### TRECHO DO TEXTO

Tão logo foi lançado, o livro “Quem pagou a
conta? A CIA na Guerra Fria da cultura” de Frances Stonor Saunders, este se
tornou uma sensação nos círculos acadêmicos e políticos dos Estados Unidos da
América. No ano de seu lançamento nos EUA (1999), o Brasil se encontrava no
início do segundo mandato de Fernando Henrique Cardoso (FHC), após a
flexibilização do câmbio, medida adotada mediante a nova quebra financeira do
país que uma vez mais recorria ao Fundo Monetário Internacional (FMI). Os
adversários o criticavam por sua manobra eleitoreira de esconder a desvalorização
do real frente ao dólar (não sem que alguns privilegiados soubessem) adotada
logo após as eleições, sempre tendo o auxilio do onipresente FMI, visando sua permanência
no Palácio do Planalto.
O livro chegou às livrarias brasileiras já no segundo
mandato de Luís Inácio Lula da Silva (2008) e mostrou a que veio ao causar o
mesmo frisson, num período em que as comparações entre os governos de FHC
(1995-2002) e o de Lula (2003-2010) se tornaram inevitáveis. Os críticos ao
governo de FHC formados em sua maioria pela esquerda e centro-esquerda eram
muitos, também muitos eram os seus defensores. FHC em seu governo levou a cabo
um dos maiores programas de privatizações do mundo. E privatizar ou não já é
algo que divide opiniões, pois, está no cerne das discussões ideológicas sobre
o papel do Estado. Afinal, o Estado deve ser mínimo e estar a serviço da
iniciativa privada ou prestar serviços básicos à população mantendo empresas
estatais em setores estratégicos e fomentar o desenvolvimento socioeconômico
nacional? Pior ainda quando além dos preços baixíssimos alcançados nos leilões
das estatais, grande parte das privatizações se fez com empréstimos subsidiados
(de “pai para filho”) do BNDES ou em troca de “moedas podres” (títulos públicos
desvalorizados), ficando essas privatizações conhecidas como privataria
(privatização+pirataria). O sucesso no campo socioeconômico do governo Lula em
oposição aos resultados pífios do governo FHC não era suficiente para a
centro-esquerda. Era necessário mostrar aos simpatizantes do “príncipe dos
sociólogos” ou “príncipe da privataria” quem era FHC e a serviço de quem ele
estava. Algo que já estava evidente desde 1997, por ocasião do lançamento do
livro “Fernando Henrique Cardoso, o Brasil do possível” da jornalista francesa
Brigitte Hersant Leoni. À página 154 da obra, traz à luz as relações de
financiamento do CEBRAP de FHC em 1969 pela Fundação Ford (que Saunders revela
ser testa-de-ferro da CIA) que pode ter chegado à ordem de um milhão de
dólares.
A autora do livro, Frances Stonor Saunders (1966), é uma
jornalista e historiadora britânica, formada pela Universidade de Oxford (1987)

######
### TRECHOS DE DADOS

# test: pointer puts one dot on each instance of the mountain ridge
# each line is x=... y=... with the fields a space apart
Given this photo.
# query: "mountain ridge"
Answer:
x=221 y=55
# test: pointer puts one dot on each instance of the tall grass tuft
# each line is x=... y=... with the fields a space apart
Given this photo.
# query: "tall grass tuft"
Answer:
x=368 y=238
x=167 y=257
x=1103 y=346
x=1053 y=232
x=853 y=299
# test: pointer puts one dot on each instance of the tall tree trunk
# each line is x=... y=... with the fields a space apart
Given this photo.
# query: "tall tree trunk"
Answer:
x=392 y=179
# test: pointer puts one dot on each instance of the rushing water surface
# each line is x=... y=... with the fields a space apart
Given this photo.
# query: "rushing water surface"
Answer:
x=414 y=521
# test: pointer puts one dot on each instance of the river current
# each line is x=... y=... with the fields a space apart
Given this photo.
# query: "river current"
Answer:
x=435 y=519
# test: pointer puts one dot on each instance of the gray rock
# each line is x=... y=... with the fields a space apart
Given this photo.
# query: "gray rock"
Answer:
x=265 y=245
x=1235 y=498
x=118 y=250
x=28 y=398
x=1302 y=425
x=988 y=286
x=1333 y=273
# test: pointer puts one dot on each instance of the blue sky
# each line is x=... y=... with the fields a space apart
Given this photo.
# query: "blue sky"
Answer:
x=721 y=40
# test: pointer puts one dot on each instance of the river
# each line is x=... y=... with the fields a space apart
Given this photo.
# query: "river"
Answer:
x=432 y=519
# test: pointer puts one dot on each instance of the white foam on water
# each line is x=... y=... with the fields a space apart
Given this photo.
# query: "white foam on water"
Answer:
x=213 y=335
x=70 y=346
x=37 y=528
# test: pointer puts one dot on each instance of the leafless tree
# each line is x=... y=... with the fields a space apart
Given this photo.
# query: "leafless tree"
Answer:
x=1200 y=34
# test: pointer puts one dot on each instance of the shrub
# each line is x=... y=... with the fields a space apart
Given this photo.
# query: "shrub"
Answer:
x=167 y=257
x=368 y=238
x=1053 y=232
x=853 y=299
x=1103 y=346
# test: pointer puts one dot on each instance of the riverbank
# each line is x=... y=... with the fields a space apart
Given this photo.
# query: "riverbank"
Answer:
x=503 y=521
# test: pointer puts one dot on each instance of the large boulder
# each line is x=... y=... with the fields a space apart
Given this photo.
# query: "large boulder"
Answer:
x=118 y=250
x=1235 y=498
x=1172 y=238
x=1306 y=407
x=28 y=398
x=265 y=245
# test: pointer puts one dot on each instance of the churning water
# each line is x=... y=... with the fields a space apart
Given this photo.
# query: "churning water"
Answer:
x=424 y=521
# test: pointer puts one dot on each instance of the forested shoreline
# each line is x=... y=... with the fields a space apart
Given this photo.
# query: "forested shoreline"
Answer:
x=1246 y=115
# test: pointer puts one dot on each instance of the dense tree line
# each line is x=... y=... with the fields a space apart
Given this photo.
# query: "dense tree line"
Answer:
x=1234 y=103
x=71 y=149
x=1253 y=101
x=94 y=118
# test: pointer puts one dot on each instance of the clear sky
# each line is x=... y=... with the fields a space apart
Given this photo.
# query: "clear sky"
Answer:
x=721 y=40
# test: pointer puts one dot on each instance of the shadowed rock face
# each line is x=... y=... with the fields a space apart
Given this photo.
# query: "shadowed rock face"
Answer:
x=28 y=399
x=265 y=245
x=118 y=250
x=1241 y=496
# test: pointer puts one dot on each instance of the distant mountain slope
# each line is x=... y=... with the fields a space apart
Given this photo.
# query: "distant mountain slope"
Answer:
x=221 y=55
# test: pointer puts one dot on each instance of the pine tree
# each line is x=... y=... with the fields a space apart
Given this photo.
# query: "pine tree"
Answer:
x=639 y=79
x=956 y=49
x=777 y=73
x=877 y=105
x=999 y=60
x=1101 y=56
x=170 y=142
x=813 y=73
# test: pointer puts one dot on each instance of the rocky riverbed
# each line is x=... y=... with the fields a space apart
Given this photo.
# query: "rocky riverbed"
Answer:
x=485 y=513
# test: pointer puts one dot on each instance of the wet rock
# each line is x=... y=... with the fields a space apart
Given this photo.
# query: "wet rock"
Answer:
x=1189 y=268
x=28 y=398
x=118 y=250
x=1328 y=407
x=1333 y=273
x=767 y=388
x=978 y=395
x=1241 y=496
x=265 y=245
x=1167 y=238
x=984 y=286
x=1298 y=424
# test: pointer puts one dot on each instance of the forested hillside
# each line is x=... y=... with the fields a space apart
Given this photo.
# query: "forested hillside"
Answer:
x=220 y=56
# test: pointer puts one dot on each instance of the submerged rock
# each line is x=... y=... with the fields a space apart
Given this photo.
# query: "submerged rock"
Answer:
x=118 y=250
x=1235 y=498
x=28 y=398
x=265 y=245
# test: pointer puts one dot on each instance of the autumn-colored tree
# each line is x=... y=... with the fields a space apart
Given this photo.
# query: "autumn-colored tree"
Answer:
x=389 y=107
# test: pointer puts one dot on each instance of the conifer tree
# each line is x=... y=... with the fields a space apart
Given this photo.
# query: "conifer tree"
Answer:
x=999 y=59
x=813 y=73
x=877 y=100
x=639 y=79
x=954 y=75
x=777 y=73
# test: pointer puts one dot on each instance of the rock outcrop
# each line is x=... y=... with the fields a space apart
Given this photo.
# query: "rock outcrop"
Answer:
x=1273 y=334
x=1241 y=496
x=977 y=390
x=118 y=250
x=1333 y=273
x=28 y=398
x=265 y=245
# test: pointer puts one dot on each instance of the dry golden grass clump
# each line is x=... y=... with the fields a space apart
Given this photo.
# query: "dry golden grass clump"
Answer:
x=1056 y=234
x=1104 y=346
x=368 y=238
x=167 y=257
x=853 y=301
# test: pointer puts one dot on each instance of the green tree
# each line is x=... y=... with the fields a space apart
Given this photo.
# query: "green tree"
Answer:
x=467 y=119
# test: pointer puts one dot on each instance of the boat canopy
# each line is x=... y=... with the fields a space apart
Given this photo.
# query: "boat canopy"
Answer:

######

EXERCÍCIO PROPOSTO. Escreva a continuação do texto sobre o livro “Quem pagou a conta?”, a partir do ponto em que ele para.

RESULTADO.
que trabalhou como cineasta televisiva produzindo vários documentários. O livro
de Saunders é um calhamaço de 556 páginas em que a autora discorre sobre os
resultados de sua extensa e detalhada pesquisa. Na obra, a autora mostra que a
CIA, por meio de fundações de fachada e outras aliadas não faziam apenas o
papel de um suposto Ministério da Cultura do país ianque patrocinando artistas
e intelectuais, pois, havia intencionalidades, e estas eram fazer a publicidade
anticomunista e pró-estadunidense, sem, no entanto, parecer publicidade dirigida
pela CIA a serviço dos Estados Unidos da América. Dessa forma, orquestras
sinfônicas e exposições de artistas plásticos estadunidenses foram enviadas em
excursões pela Europa principalmente nos anos 1950/60 para divulgar o país, o
capitalismo e a democracia liberal buscando eliminar a ideia dos europeus de
que os estadunidenses são culturalmente insignificantes.
A CIA
patrocinou, e até mesmo criou revistas em vários países europeus, que, para
manter as aparências, vez ou outra dirigiam algumas críticas “permitidas” aos
Estados Unidos da América. Grande parte das pessoas que trabalhavam nestas
revistas não sabiam dos recursos da CIA que mantinham tais publicações cujo
foco era condenar o autoritarismo, principalmente o do modelo soviético. Porém,
a autora mostra que tal como os intelectuais de esquerda (não comunistas)
gostavam de receber os recursos que serviam para a publicação de livros (com
diretrizes pré-estabelecidas) e a realização de palestras pelo mundo, ingênuos
seriam aqueles que não desconfiassem da fonte dos recursos que recebiam. A CIA,
embora priorizasse a Europa, não se esqueceu da América Latina (vide FHC). E se
utilizou até das religiões para estabelecer o caráter do comunismo como contrário
aos preceitos divinos. Hollywood foi procurada pela CIA e estabeleceu uma
longeva parceria com importantes diretores de cinema, os quais adequaram seus
filmes para levar ao público da telona uma mensagem anticomunista e
pró-estadunidense.
Encerro,
citando Henri Poincaré (1854-1912), quando disse: “duvidar de tudo ou acreditar
em tudo. São atitudes igualmente cômodas, pois nos dispensam do ato de
refletir”. Afinal, nem tudo é teoria da conspiração!
Sugestão
de Boa Leitura:
Título: Quem pagou a conta?
A CIA na Guerra Fria da Cultura.
Autora: Frances Stonor
Saunders.
Editora: Record.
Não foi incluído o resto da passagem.